• _Texto de leitura_
A novela é sobre uma família portuguesa que, fincada em meio à floresta, só se interessa em caçar e comer as "comidas típicas" e em matar os indígenas que "ameaçam" invadir e roubar suas terras. O texto escrito pelo também diretor Jorge Andrade põe o espectador em uma vertiginosa situação de looping, repetindo as cenas, as frases e situações. Uma "reciclagem" da história, como brincam em cena os atores (inclusive, eles reciclam cenário, figurino e até iluminação de peças anteriores da companhia), dando conta de criticar não só falsa ideia de ecologia embutida no argumento do programa como também de reaproximar o passado colono da atualidade capitalista.

• _Material fornecido_
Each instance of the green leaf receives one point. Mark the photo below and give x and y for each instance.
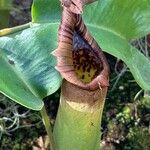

• _Tarefas_
- 1) Por favor, reproduza o trecho do texto de leitura que começa com as palavras "A novela é sobre" e termina com "da atualidade capitalista.".
- 2) Responda com base no texto de leitura:
(a) Quem escreveu o texto da novela?
(b) Quem a família portuguesa quer matar?
(c) O que os atores reciclam de peças anteriores da companhia?
- 3) Liste tudo o que o texto de Jorge Andrade repete, segundo o texto de leitura.
Não é preciso usar o material fornecido.

• _Respostas completas_
- 1)
A novela é sobre uma família portuguesa que, fincada em meio à floresta, só se interessa em caçar e comer as "comidas típicas" e em matar os indígenas que "ameaçam" invadir e roubar suas terras. O texto escrito pelo também diretor Jorge Andrade põe o espectador em uma vertiginosa situação de looping, repetindo as cenas, as frases e situações. Uma "reciclagem" da história, como brincam em cena os atores (inclusive, eles reciclam cenário, figurino e até iluminação de peças anteriores da companhia), dando conta de criticar não só falsa ideia de ecologia embutida no argumento do programa como também de reaproximar o passado colono da atualidade capitalista.

- 2)
(a) Jorge Andrade, que também é o diretor.
(b) Os indígenas que "ameaçam" invadir e roubar suas terras.
(c) Cenário, figurino e até iluminação.

- 3) As cenas, as frases e as situações.